- TASK OBJECTIVE
Across these entries, work out how many lines carry the string "leaf", and give only that number.

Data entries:
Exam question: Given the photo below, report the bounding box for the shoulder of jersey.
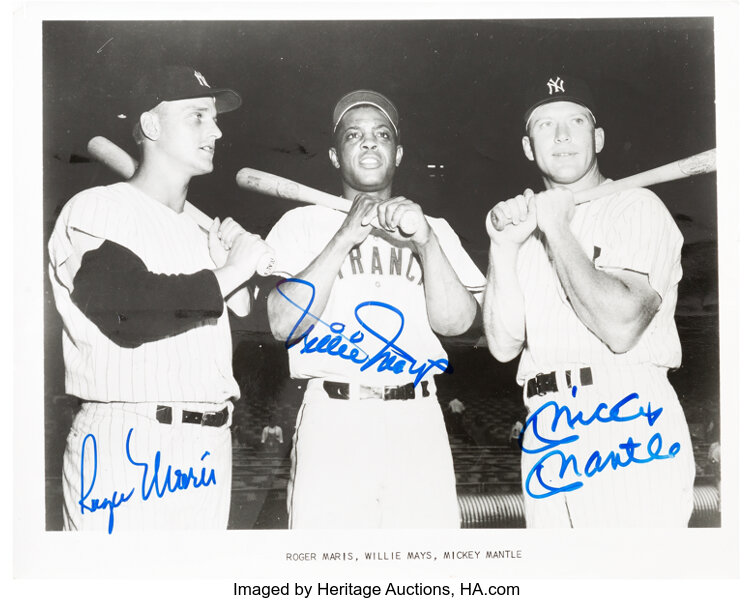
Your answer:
[425,215,458,242]
[276,203,348,225]
[595,185,674,218]
[426,214,450,228]
[65,181,132,209]
[289,204,345,216]
[59,182,137,231]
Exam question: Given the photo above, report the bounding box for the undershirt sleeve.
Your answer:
[70,239,225,348]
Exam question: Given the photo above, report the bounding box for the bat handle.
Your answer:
[184,203,277,277]
[487,183,623,231]
[400,212,420,236]
[256,252,276,277]
[489,211,507,232]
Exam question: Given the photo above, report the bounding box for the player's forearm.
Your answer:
[545,225,654,353]
[267,232,353,342]
[226,286,252,317]
[482,242,526,362]
[414,230,478,336]
[72,240,224,347]
[213,263,251,298]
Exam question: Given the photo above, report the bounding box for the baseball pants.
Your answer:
[62,400,233,532]
[287,378,460,529]
[520,364,695,527]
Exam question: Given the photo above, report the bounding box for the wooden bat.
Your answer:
[236,167,421,235]
[86,136,275,276]
[490,148,716,230]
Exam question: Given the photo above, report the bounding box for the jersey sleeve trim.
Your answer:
[71,240,224,348]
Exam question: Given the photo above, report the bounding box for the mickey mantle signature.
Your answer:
[521,387,682,498]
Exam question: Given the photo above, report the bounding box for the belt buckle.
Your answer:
[358,384,382,400]
[200,410,216,426]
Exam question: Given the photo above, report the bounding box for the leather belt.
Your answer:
[155,404,229,427]
[322,380,430,401]
[525,367,593,397]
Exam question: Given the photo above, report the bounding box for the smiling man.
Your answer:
[265,90,485,528]
[483,75,696,527]
[48,65,271,531]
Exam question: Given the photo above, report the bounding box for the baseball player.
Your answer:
[48,65,270,532]
[264,90,486,528]
[483,74,696,527]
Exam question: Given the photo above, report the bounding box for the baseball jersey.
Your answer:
[48,181,240,404]
[265,205,486,385]
[516,186,683,384]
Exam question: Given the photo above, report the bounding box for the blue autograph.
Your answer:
[78,429,216,534]
[276,278,451,386]
[521,387,681,499]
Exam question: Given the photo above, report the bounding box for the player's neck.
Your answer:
[543,164,606,193]
[129,160,191,213]
[341,182,393,202]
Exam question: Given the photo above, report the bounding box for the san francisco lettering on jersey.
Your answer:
[338,244,423,284]
[522,386,682,499]
[275,278,451,386]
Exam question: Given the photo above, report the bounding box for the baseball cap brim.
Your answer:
[524,96,595,129]
[129,65,243,120]
[161,88,242,114]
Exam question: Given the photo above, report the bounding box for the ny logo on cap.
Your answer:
[546,76,565,95]
[193,70,210,88]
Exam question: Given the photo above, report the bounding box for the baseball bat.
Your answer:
[236,167,421,235]
[86,136,275,277]
[490,148,717,230]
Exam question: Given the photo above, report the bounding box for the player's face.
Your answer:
[522,101,604,188]
[330,106,403,195]
[153,97,223,176]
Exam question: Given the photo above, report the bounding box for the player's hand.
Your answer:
[337,192,381,246]
[534,188,575,236]
[374,196,431,247]
[208,217,247,267]
[213,231,272,297]
[486,189,537,246]
[224,231,272,278]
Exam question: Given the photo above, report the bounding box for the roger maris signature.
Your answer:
[78,429,216,534]
[276,278,451,386]
[521,387,682,499]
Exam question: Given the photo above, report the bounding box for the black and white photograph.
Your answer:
[11,0,745,596]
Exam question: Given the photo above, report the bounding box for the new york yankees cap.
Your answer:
[129,65,242,120]
[523,75,597,130]
[332,90,400,135]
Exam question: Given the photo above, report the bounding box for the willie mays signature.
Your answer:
[78,429,216,534]
[521,387,682,499]
[275,278,451,386]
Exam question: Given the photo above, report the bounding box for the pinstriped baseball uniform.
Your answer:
[516,186,695,527]
[265,205,485,528]
[49,182,238,532]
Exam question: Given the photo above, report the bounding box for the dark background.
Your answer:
[42,19,720,529]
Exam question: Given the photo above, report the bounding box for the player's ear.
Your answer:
[328,147,340,169]
[595,127,605,154]
[139,111,160,141]
[522,136,535,162]
[395,145,403,167]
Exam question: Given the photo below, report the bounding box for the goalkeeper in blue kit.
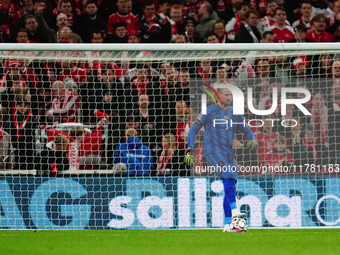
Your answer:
[185,87,258,232]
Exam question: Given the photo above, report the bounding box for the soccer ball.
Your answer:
[230,218,248,232]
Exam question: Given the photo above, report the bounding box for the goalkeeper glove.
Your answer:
[184,147,197,167]
[247,139,259,150]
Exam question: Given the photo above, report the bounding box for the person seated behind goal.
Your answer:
[156,133,186,176]
[114,128,153,176]
[0,104,14,170]
[36,134,70,175]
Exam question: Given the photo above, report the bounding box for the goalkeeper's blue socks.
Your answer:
[223,178,237,224]
[223,194,232,224]
[223,178,247,219]
[230,202,237,210]
[225,216,232,225]
[223,178,236,205]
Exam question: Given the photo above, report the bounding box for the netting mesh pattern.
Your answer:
[0,46,339,229]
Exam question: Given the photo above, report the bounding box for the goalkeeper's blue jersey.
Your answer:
[190,104,255,155]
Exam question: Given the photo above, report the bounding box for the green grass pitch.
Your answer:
[1,229,339,255]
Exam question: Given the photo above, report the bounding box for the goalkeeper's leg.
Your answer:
[223,190,233,232]
[223,178,246,220]
[223,178,247,232]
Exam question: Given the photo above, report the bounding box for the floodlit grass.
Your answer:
[1,229,339,255]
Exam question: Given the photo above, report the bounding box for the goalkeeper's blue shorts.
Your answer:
[205,148,238,179]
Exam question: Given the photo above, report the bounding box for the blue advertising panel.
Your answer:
[0,176,339,229]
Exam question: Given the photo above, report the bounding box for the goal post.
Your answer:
[0,43,339,230]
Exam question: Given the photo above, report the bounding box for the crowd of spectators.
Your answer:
[0,0,340,176]
[1,0,340,44]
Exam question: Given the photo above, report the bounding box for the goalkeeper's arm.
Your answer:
[184,124,200,167]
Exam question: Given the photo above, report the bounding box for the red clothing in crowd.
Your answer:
[176,121,188,149]
[22,67,39,88]
[265,148,294,168]
[306,31,336,42]
[256,130,279,166]
[259,14,290,34]
[58,67,88,86]
[0,72,27,93]
[268,25,295,43]
[131,78,149,94]
[68,142,80,170]
[0,0,19,27]
[181,0,208,19]
[107,12,140,35]
[49,90,81,123]
[292,17,313,29]
[225,15,242,41]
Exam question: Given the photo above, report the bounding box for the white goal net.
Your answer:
[0,43,339,229]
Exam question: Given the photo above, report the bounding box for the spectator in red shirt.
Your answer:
[134,94,163,154]
[291,56,310,80]
[157,0,171,23]
[182,0,208,20]
[58,59,87,86]
[0,60,32,110]
[265,135,294,170]
[0,104,14,170]
[292,1,313,31]
[311,92,329,145]
[0,0,19,29]
[106,0,140,37]
[17,0,34,19]
[258,0,281,35]
[156,133,186,176]
[267,7,294,43]
[36,133,70,175]
[47,80,81,124]
[306,14,336,42]
[175,101,189,149]
[293,124,328,166]
[0,25,10,43]
[167,4,185,42]
[255,117,279,166]
[328,0,340,27]
[226,2,250,41]
[254,59,270,87]
[9,98,35,170]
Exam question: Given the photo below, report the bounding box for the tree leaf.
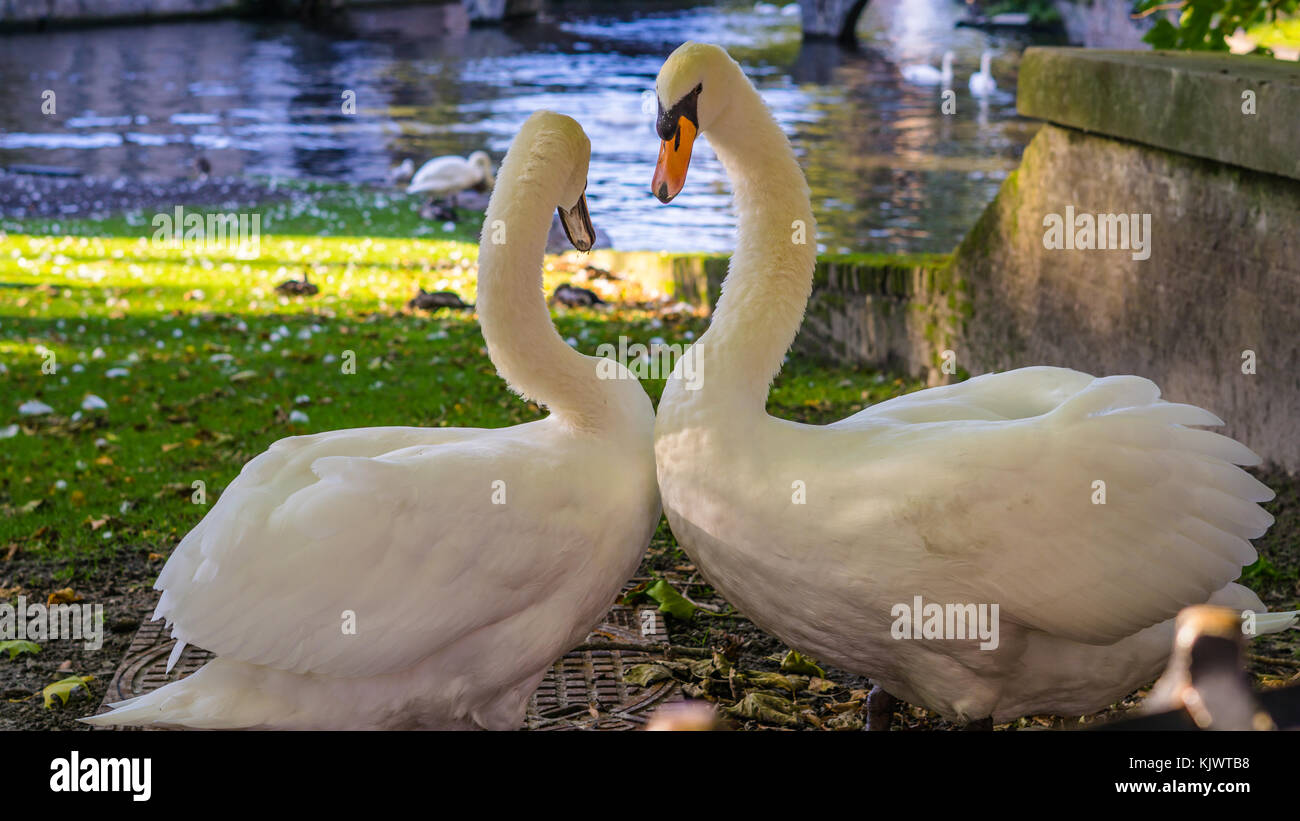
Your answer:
[645,579,697,620]
[724,692,800,727]
[779,649,825,678]
[624,663,673,687]
[42,675,93,709]
[0,640,40,661]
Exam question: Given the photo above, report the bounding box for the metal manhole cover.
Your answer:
[98,596,681,731]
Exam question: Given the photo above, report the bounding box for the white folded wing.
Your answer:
[153,423,588,678]
[832,367,1273,644]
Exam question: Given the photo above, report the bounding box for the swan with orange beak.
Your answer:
[646,41,1296,730]
[652,81,702,203]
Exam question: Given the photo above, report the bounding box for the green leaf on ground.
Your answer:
[779,650,825,678]
[42,675,93,709]
[645,579,697,620]
[0,640,41,660]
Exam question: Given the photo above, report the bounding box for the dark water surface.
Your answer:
[0,0,1060,252]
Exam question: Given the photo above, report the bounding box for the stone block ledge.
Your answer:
[1017,48,1300,182]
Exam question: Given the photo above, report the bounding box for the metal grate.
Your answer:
[98,598,681,730]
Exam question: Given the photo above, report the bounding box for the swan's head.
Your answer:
[651,41,741,203]
[468,150,495,189]
[504,111,596,251]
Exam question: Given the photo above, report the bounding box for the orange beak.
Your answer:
[652,115,697,204]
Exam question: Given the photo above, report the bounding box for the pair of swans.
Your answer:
[92,44,1292,731]
[900,51,996,97]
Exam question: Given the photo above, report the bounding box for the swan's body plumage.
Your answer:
[651,42,1293,724]
[900,52,954,86]
[407,151,494,198]
[87,112,659,730]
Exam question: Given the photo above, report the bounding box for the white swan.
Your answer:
[969,50,997,97]
[900,51,954,87]
[407,150,495,204]
[649,42,1296,727]
[85,111,660,730]
[387,157,415,186]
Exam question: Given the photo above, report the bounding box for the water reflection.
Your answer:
[0,0,1061,253]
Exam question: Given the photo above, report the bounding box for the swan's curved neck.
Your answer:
[691,80,818,410]
[475,164,601,429]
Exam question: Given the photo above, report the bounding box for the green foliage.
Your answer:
[42,674,93,709]
[0,640,41,660]
[644,579,698,620]
[1137,0,1300,55]
[779,649,826,678]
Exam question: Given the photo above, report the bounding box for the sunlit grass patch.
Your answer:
[0,214,922,571]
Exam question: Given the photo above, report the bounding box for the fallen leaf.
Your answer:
[624,664,673,687]
[745,671,799,695]
[779,650,825,678]
[645,579,697,620]
[42,675,93,709]
[0,640,40,661]
[47,588,82,605]
[724,692,800,727]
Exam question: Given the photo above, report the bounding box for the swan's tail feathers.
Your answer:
[81,693,164,728]
[80,658,274,730]
[1247,610,1299,636]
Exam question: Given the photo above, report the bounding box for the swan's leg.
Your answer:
[865,684,897,731]
[963,716,994,731]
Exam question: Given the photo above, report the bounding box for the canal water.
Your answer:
[0,0,1061,253]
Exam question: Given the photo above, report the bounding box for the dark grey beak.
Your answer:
[557,191,595,252]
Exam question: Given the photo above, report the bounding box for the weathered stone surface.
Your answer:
[953,123,1300,471]
[795,254,959,384]
[1019,48,1300,182]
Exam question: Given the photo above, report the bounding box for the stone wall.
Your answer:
[781,48,1300,472]
[953,123,1300,471]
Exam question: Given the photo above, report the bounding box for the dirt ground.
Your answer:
[2,473,1296,732]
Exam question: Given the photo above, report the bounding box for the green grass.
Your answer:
[0,194,925,574]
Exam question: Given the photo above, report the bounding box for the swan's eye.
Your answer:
[655,83,703,142]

- SOLUTION FOR THIS EXERCISE
3